Goal of the exercise:
Put the records into a two-column CSV with the header input,output, one row per record. Start at the line containing "Prove it — the parked" and stop after the line containing "[248,16,273,28]". Wrap each record's text and its answer in one quoted field each, replacing line breaks with spaces.
◆ ◆ ◆
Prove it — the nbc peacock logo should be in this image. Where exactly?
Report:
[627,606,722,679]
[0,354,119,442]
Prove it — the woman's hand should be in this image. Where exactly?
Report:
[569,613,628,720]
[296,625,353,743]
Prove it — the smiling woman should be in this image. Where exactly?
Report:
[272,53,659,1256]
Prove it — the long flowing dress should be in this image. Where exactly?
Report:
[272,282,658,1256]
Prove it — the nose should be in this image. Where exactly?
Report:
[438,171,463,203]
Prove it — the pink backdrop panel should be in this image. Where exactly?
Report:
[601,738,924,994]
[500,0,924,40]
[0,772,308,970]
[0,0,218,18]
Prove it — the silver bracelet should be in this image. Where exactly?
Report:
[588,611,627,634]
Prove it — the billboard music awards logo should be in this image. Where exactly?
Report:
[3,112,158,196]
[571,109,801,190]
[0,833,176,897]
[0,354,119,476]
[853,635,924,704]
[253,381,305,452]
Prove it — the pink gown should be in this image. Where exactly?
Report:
◆ ◆ ◆
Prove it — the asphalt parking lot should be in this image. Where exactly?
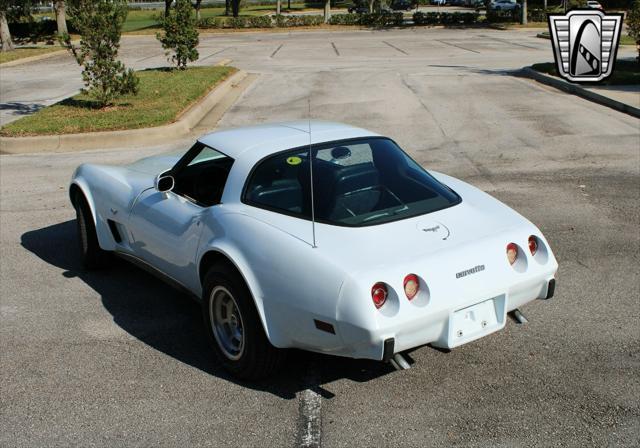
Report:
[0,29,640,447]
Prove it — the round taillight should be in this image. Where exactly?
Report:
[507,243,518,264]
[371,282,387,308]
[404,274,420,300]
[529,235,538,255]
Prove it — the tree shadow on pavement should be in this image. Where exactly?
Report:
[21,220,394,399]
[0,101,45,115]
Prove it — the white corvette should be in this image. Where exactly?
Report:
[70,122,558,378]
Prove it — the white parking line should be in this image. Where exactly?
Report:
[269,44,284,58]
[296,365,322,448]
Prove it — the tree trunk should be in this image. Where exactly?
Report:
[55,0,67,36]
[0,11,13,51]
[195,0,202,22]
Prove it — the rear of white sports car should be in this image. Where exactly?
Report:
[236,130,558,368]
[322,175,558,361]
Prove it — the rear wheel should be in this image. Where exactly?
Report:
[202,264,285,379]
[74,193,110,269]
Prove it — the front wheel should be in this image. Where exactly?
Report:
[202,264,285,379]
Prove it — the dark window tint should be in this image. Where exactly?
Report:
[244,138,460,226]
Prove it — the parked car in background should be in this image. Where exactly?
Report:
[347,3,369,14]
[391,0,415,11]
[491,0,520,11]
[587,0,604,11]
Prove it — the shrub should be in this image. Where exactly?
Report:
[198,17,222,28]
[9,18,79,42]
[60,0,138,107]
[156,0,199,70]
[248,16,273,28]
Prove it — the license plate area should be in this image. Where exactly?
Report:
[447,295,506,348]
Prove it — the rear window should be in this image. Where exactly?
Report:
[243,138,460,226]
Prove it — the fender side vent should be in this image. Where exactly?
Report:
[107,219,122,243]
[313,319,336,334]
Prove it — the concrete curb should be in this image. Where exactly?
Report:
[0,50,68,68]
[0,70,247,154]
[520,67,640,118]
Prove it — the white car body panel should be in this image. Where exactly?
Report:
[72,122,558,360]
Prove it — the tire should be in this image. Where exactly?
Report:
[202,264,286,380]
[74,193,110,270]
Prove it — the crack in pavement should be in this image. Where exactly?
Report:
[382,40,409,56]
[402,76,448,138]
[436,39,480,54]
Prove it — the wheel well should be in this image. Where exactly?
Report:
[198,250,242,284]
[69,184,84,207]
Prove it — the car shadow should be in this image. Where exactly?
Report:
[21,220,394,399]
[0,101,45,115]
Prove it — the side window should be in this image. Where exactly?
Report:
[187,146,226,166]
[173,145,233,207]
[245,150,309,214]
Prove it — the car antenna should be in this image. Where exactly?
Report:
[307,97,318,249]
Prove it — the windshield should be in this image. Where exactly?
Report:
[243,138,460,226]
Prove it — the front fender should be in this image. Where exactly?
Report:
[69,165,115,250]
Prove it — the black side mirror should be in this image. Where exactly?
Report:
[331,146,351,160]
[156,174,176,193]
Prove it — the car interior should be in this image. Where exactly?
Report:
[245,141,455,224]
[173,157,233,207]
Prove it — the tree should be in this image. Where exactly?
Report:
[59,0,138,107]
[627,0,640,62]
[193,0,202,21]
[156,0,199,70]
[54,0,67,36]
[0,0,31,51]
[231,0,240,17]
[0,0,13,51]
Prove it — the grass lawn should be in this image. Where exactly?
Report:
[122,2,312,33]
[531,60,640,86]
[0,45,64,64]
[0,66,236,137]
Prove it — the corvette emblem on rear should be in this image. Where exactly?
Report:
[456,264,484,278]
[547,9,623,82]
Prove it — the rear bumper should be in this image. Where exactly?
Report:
◆ ◆ ◆
Solution to this problem:
input,output
"Prove it — the parked car in background should be in this image. Where exactly? Report:","[347,3,369,14] [391,0,415,11] [491,0,520,11] [587,0,604,11]"
"Prove it — the shrub should be in this image. Where exactly? Report:","[198,17,222,28] [9,18,79,42] [60,0,138,107] [156,0,199,70] [248,16,273,28]"